[[ DATA SHOWN, beginning ]]

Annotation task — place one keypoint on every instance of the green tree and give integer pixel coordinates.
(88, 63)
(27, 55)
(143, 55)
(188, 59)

[[ DATA SHOWN, end ]]

Restate every entry above word for word.

Annotation task — place one keypoint on every instance of the green tree and give integer pixel coordinates.
(88, 63)
(27, 55)
(143, 55)
(188, 59)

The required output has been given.